EXERCISE INPUTS.
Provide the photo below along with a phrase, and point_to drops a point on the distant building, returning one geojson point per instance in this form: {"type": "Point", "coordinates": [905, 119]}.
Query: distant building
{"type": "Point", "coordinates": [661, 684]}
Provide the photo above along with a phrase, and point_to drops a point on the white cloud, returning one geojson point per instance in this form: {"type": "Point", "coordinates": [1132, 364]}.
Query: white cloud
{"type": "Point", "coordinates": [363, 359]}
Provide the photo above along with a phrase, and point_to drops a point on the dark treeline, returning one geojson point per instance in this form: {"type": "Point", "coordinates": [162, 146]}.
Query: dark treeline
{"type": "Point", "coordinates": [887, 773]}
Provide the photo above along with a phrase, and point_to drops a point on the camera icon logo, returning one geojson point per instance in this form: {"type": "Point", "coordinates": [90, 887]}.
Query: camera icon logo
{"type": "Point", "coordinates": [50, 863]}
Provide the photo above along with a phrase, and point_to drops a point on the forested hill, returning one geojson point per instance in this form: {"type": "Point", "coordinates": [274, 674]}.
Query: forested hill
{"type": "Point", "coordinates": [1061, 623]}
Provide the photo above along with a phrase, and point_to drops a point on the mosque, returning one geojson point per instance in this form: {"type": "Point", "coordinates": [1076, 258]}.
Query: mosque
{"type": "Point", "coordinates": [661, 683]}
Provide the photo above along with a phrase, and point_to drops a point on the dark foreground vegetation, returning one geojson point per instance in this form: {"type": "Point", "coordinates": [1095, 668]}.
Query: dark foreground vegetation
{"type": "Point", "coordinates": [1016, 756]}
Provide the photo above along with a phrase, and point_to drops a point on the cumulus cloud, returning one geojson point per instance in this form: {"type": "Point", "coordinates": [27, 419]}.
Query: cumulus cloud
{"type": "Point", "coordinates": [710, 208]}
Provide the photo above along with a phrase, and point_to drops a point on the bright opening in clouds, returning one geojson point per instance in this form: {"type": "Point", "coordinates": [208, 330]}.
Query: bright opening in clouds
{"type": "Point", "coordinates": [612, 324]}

REQUIREMENT. Using only the listing above, restate exactly the lines from the line containing "on the white" through the line containing "the mosque, returning", both included.

FINISHED EXERCISE.
Provide the photo above along with a phrase, and point_to drops a point on the white cloud, returning one geojson point per instance in this form: {"type": "Point", "coordinates": [1132, 364]}.
Query: white cloud
{"type": "Point", "coordinates": [363, 359]}
Provide the photo above along with a phrase, and point_to drops a point on the dark treeline, returning one geojson point per instance in this form: {"type": "Point", "coordinates": [162, 146]}.
Query: dark treeline
{"type": "Point", "coordinates": [887, 773]}
Provide the photo above along with a phrase, and point_to drops a point on the camera icon logo, returning one geojson point per instance in this form: {"type": "Point", "coordinates": [90, 887]}.
Query: camera icon logo
{"type": "Point", "coordinates": [50, 863]}
Provide the photo above along with a phrase, and point_to drops a point on the forested hill, returning one geojson point per instance in this form: {"type": "Point", "coordinates": [274, 674]}.
Query: forested hill
{"type": "Point", "coordinates": [1061, 623]}
Provide the photo above along with a phrase, and point_to drops a point on the mosque, returning one geojson point per instance in this form: {"type": "Point", "coordinates": [1076, 258]}.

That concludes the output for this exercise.